Extrait choisi:
- - - - - - -
Et puis vous êtes rentré à Marseille après vos études…
Il se trouve que les deux premiers gros projets où j’ai travaillé en tant qu’assistant réalisateur se tournaient à Marseille. Alors j’y suis retourné par pur hasard car au départ ce n’était pas dans mes projets de revenir. Je me suis dit qu’il y avait peut-être une possibilité d’avoir un parcours professionnel dans la télé ou le cinéma en restant à Marseille. Je me suis réinstallé et je me suis retrouvé happé par la ville, car c’est vraiment un aimant.
Ce qui est étonnant est que vous avez réalisé votre premier long-métrage, « Cassos », en 2012 après 30 ans dans le domaine de la réalisation. Pourquoi avoir attendu si longtemps ?
C’est le temps qu’il faut pour arriver à se faire suffisamment de réseau. Tout se passe à Paris, notamment les décisions, et quand tu n’es pas sur place c’est compliqué. Être sur Marseille a retardé les choses. C’est terrible mais c’est vrai !
En voyant cela, vous n’avez pas eu envie de retourner à Paris ?
J’ai fait tellement de choses à côté, notamment à la télé comme des téléfilms, des documentaires et des directs, je me suis remis à la musique, je me suis mis à écrire… Tout ça a fait que, dans un plan global de ce que j’avais envie de faire, je me suis dit qu’un jour je ferais peut-être du cinéma, mais ce n’était pas le but ultime de ma vie.
En termes de réalisation, vous avez dit vous-même que votre gagne-pain principal était la série Plus belle la Vie (PBLV) dont vous êtes l’un des réalisateurs. Qu’est-ce qui vous a donné envie de faire partie de cette aventure il y a dix ans ?
PC – On m’a conseillé d’aller voir la production de la série car je travaillais comme elle : de façon rapide, efficace et avec une exigence de qualité. Mais je ne savais pas si j’allais convenir. J’ai été pris car je fais partie des réalisateurs qui arrivent à la fois à respecter les codes de la série et aussi à pousser un peu les murs. Mon terrain d’expérimentation est presque plus devenu PBLV que les films que je réalise !
Et qu’est-ce qui vous donne envie de continuer aujourd’hui ?
Professionnellement c’est une belle expérience car les équipes sont composées de gens vraiment professionnels et compétents. En plus, il y a une très bonne ambiance, à la fois collégiale et conviviale, qui me convient parfaitement. J’ai aussi découvert une série dont je ne soupçonnais pas les atouts en termes de fond : je pense qu’elle a plus fait pour certains problèmes de société comme la cause homosexuelle par exemple que n’importe quel discours.
- - - - - - -
Consigne 1:
Dans l'entretien sur le parcours de ce réalisateur, en quelle année est sorti son premier long-métrage, « Cassos » ?
Consigne 2:
Dites si chacune des affirmations suivantes est conforme à l'entretien sur le parcours de ce réalisateur, en répondant par oui ou par non et en citant les mots du texte qui tranchent. (a) Il avait toujours prévu de revenir vivre à Marseille. (b) Selon lui, les décisions se prennent surtout à Paris. (c) L'ambiance au sein des équipes de la série lui convient.
Consigne 3:
Rédigez la suite de l'entretien sur le parcours de ce réalisateur, après sa dernière phrase.
- - - - - - -
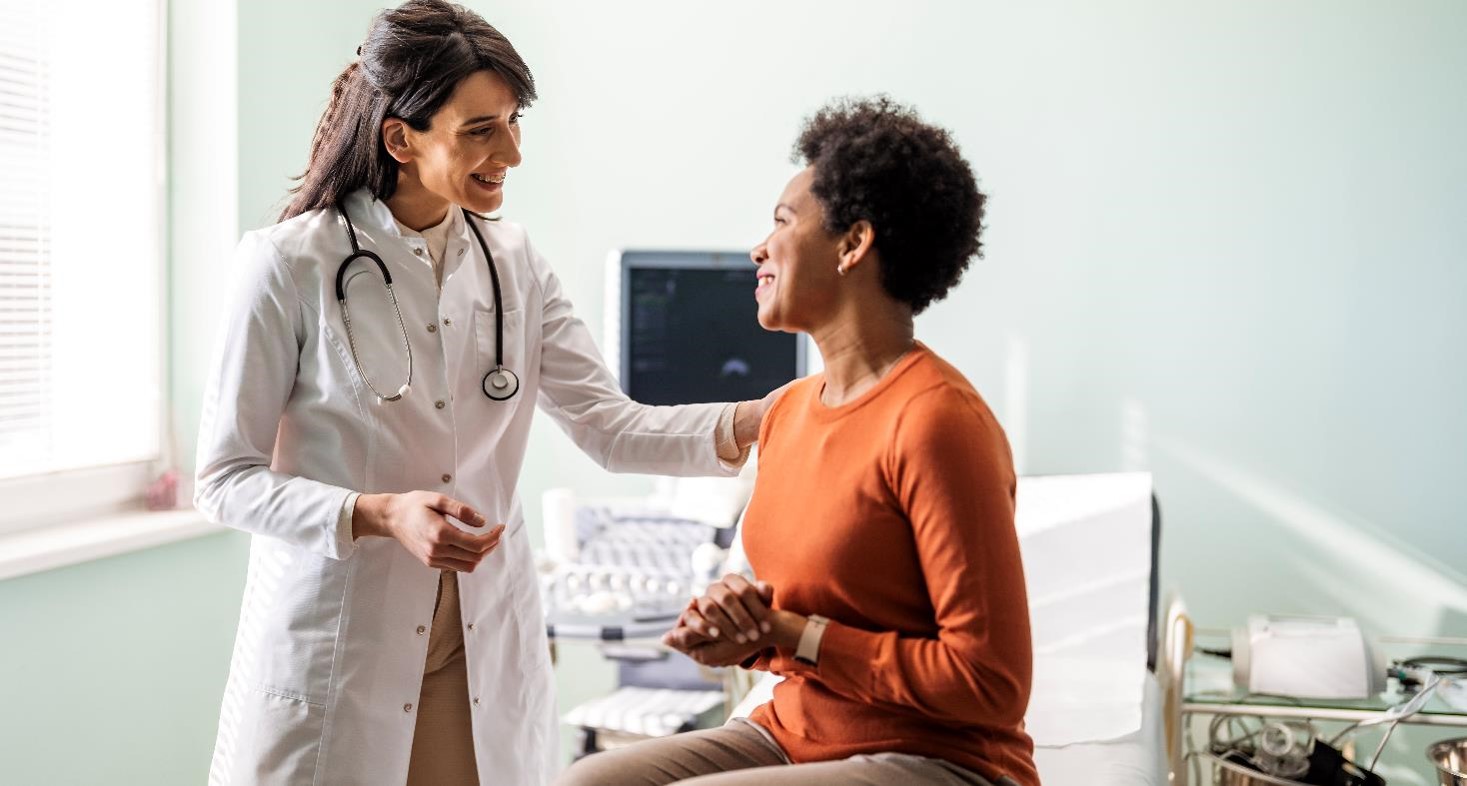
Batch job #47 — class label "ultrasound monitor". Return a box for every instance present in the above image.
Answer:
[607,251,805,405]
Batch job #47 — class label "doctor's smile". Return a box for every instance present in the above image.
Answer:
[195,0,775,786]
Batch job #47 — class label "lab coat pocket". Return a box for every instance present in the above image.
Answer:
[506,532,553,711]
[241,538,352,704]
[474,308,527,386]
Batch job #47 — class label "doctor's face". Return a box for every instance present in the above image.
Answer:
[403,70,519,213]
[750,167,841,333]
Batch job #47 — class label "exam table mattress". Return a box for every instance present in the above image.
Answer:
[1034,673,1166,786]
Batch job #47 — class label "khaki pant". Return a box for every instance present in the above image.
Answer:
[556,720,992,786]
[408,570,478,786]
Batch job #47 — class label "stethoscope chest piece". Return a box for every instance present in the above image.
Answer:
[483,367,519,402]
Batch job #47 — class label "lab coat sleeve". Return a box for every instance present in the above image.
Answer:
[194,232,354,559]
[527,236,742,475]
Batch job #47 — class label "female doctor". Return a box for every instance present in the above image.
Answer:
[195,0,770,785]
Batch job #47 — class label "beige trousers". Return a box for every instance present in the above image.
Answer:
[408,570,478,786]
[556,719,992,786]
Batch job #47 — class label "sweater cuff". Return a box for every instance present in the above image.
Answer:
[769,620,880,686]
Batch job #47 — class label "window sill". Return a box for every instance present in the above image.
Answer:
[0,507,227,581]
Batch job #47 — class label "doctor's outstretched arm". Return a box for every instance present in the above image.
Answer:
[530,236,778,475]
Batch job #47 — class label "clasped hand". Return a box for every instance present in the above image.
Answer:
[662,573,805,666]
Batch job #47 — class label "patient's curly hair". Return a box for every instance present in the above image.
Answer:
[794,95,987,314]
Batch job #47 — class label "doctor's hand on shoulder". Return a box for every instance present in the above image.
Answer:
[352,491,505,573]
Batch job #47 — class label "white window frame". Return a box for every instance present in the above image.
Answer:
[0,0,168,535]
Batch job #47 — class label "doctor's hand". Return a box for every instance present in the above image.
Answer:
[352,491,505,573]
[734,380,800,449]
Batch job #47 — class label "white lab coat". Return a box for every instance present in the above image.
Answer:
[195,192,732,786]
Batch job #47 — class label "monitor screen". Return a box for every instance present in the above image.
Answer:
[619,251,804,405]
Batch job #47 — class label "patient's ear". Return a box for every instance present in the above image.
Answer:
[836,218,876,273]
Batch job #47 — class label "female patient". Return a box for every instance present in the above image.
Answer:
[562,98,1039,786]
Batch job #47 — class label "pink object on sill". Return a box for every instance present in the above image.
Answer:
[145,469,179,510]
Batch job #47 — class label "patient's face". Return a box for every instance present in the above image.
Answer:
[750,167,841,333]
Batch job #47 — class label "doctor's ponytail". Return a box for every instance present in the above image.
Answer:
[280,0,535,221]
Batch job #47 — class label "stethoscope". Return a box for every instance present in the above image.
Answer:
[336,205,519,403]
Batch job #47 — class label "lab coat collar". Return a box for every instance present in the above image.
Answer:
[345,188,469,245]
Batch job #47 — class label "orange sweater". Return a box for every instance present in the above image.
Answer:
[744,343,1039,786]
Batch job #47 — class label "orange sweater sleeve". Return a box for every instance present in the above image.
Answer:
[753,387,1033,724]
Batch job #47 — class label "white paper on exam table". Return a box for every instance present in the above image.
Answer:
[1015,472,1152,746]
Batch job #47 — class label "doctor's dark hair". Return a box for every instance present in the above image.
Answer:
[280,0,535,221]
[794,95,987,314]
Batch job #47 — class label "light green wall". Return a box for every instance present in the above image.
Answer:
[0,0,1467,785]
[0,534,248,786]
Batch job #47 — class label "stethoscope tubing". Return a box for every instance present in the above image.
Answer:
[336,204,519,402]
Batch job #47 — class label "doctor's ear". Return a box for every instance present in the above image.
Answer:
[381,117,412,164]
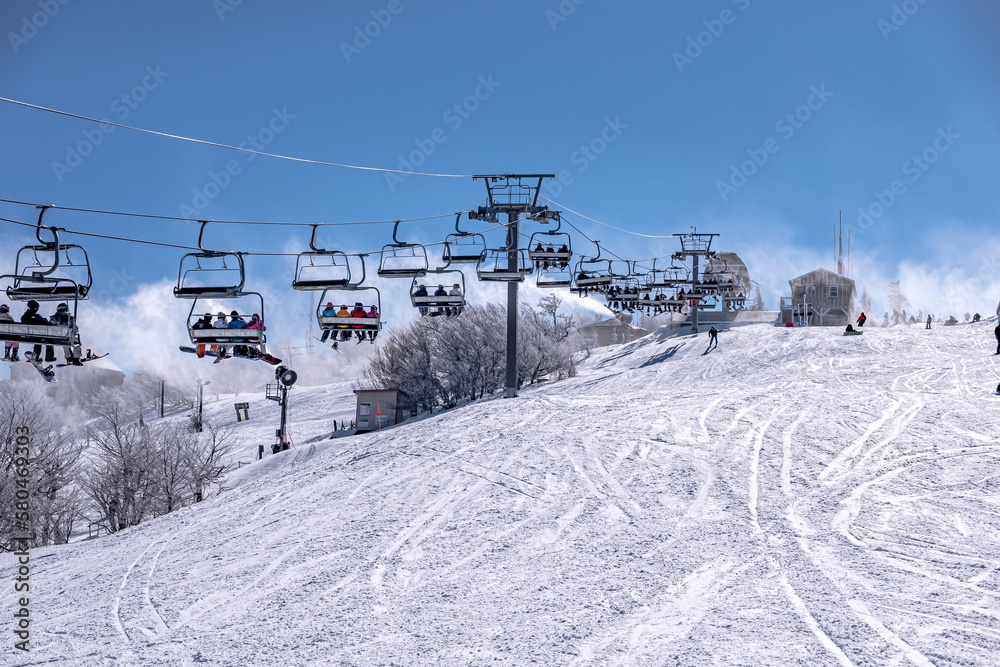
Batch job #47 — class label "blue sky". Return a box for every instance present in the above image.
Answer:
- - - - - - -
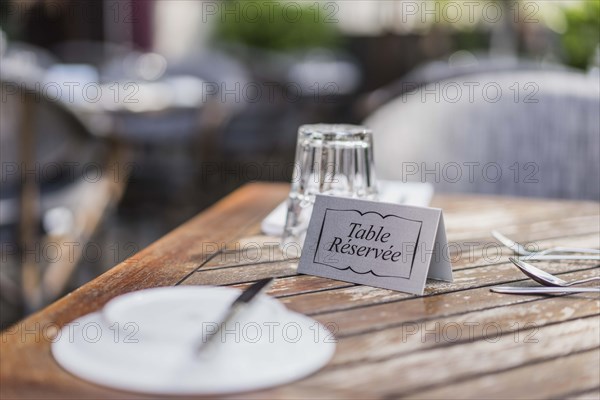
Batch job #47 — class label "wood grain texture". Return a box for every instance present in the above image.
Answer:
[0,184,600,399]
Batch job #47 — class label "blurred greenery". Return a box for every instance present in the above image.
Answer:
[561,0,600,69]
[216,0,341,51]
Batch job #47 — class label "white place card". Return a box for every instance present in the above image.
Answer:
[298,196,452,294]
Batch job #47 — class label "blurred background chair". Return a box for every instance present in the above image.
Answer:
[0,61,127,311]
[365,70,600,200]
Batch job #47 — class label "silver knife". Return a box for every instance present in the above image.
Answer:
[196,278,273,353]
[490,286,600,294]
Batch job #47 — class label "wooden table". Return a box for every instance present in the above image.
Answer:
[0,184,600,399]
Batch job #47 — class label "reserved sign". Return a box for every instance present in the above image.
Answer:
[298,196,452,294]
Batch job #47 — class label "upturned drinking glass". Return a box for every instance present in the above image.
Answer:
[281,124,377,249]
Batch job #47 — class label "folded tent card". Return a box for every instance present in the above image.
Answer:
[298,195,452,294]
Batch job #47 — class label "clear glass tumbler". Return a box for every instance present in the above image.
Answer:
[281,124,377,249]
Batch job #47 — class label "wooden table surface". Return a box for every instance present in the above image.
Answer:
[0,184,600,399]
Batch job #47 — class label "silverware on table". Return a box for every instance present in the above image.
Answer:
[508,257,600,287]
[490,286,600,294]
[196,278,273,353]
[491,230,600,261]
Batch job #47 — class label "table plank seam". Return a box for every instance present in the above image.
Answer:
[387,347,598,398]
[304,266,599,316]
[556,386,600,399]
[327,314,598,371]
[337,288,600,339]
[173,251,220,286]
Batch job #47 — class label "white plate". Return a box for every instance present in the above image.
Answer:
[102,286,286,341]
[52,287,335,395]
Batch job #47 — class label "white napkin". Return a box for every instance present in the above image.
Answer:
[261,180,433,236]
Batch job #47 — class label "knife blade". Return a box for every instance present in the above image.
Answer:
- - - - - - -
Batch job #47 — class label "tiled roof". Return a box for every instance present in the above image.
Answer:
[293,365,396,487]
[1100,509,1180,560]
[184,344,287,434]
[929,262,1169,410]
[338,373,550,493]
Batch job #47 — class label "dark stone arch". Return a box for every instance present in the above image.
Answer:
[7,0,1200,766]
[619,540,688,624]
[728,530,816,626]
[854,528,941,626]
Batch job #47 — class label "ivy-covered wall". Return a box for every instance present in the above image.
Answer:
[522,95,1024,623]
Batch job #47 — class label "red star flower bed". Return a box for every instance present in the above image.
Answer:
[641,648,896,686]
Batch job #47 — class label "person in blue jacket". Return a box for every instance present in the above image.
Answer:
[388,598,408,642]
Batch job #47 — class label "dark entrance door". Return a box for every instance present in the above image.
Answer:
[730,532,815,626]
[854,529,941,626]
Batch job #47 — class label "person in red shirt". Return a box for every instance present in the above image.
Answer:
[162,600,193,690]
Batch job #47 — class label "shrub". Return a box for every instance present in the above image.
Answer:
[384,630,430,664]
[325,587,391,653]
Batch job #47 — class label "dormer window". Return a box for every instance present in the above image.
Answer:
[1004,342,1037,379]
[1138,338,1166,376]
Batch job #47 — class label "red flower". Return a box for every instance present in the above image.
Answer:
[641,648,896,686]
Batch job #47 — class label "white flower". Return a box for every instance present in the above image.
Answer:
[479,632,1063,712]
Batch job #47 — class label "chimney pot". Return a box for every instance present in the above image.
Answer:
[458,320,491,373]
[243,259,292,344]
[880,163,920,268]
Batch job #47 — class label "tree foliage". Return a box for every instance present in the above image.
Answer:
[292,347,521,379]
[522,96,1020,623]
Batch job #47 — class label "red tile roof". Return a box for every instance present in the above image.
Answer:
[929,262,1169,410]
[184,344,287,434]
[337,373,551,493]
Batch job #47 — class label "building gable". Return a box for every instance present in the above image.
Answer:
- - - - - - -
Réponse 1:
En 2012.

Réponse 2:
(a) Non : « au départ ce n’était pas dans mes projets de revenir ».
(b) Oui : « Tout se passe à Paris, notamment les décisions ».
(c) Oui : « il y a une très bonne ambiance, à la fois collégiale et conviviale, qui me convient parfaitement ».

Réponse 3:
Le cœur de l’intrigue de la série se trouve dans le quartier du Panier où vous avez grandi. Le Panier de PBLV ressemble-t-il plus à celui de votre enfance ou à celui d’aujourd’hui ?
Ce qui est paradoxal avec PBLV est que les décors de base ont été inspirés du Panier mais avec le succès de la série, le quartier a été transformé. À la fois, c’est bien car les gens viennent et s’intéressent au Panier, mais du coup le quartier ne ressemble plus du tout à ce à quoi il ressemblait avant. Le seul endroit où on a une vraie vision du Panier tel que je l’ai connu c’est dans les studios.
Les autres quartiers de Marseille ont souvent été les lieux des intrigues de vos différents romans, car parallèlement à votre carrière de réalisateur, vous vous êtes aussi lancé dans une carrière d’écrivain.
Je me suis mis à écrire car on peut rentrer beaucoup mieux dans les détails et on peut plus faire réfléchir les gens avec des écrits qu’avec des images. L’image ne suffit pas toujours. J’avais envie de témoigner sur le Marseille que je connais et pour arriver à raconter ça, je me suis dit qu’il fallait peut-être que je me mette à écrire.
Sauf que, petit à petit, vous avez laissé de côté Marseille dans vos livres. Pour quelles raisons ?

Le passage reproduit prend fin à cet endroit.